### PROBLEM
Copy the lines of the material below without any alteration.

Records from a dataset:
· · · · · · ·
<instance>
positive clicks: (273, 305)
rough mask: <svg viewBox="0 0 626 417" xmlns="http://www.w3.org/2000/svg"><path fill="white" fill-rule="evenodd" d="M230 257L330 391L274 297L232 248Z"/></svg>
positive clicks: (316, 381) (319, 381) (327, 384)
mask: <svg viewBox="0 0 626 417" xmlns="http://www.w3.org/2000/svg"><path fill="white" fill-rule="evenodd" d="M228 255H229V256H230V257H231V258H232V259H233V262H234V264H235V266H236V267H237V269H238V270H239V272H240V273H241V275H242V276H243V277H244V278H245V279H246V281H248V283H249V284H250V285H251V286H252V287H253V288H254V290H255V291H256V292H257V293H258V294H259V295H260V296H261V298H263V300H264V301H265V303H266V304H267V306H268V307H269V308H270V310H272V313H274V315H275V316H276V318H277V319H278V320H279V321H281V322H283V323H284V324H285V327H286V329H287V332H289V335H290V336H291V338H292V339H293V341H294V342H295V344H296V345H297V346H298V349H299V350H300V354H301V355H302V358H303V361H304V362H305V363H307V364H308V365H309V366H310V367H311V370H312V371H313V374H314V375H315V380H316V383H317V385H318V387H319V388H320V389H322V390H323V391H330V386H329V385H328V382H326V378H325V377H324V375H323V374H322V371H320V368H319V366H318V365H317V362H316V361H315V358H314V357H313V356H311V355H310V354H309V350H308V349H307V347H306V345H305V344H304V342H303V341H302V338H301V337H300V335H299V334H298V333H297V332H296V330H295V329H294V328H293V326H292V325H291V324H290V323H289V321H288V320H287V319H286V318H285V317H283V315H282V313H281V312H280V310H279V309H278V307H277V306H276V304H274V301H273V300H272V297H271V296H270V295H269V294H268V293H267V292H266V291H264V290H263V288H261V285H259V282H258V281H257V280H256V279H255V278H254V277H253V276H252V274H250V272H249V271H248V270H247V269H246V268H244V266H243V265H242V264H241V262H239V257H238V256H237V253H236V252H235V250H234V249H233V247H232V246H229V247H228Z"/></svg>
· · · · · · ·
### WRITTEN ANSWER
<instance>
positive clicks: (273, 305)
rough mask: <svg viewBox="0 0 626 417" xmlns="http://www.w3.org/2000/svg"><path fill="white" fill-rule="evenodd" d="M230 257L330 391L274 297L232 248Z"/></svg>
positive clicks: (316, 381) (319, 381) (327, 384)
mask: <svg viewBox="0 0 626 417" xmlns="http://www.w3.org/2000/svg"><path fill="white" fill-rule="evenodd" d="M228 255H229V256H230V257H231V258H232V259H233V262H234V264H235V266H236V267H237V269H238V270H239V272H240V273H241V275H242V276H243V277H244V278H245V279H246V281H248V283H249V284H250V285H251V286H252V287H253V288H254V290H255V291H256V292H257V293H258V294H259V295H260V296H261V298H263V300H264V301H265V303H266V304H267V306H268V307H269V308H270V310H272V313H274V315H275V316H276V318H277V319H278V320H279V321H281V322H283V323H284V324H285V327H286V329H287V332H289V335H290V336H291V338H292V339H293V341H294V342H295V344H296V345H297V346H298V349H299V350H300V354H301V355H302V358H303V361H304V362H305V363H307V364H308V365H309V366H310V367H311V370H312V371H313V374H314V375H315V380H316V383H317V385H318V387H319V388H320V389H322V390H323V391H330V386H329V385H328V382H326V378H325V377H324V375H323V374H322V371H320V368H319V366H318V365H317V362H316V361H315V358H314V357H313V356H311V355H310V354H309V350H308V349H307V347H306V345H305V344H304V342H303V341H302V338H301V337H300V335H299V334H298V333H297V332H296V330H295V329H294V328H293V326H292V325H291V324H290V323H289V321H288V320H287V319H286V318H285V317H283V315H282V313H281V312H280V310H279V309H278V307H277V306H276V304H274V301H273V300H272V297H271V296H270V295H269V294H268V293H267V292H266V291H264V290H263V288H261V285H259V282H258V281H257V280H256V279H255V278H254V277H253V276H252V274H250V272H249V271H248V270H247V269H246V268H244V266H243V265H242V264H241V262H239V257H238V256H237V253H236V252H235V250H234V249H233V247H232V246H229V247H228Z"/></svg>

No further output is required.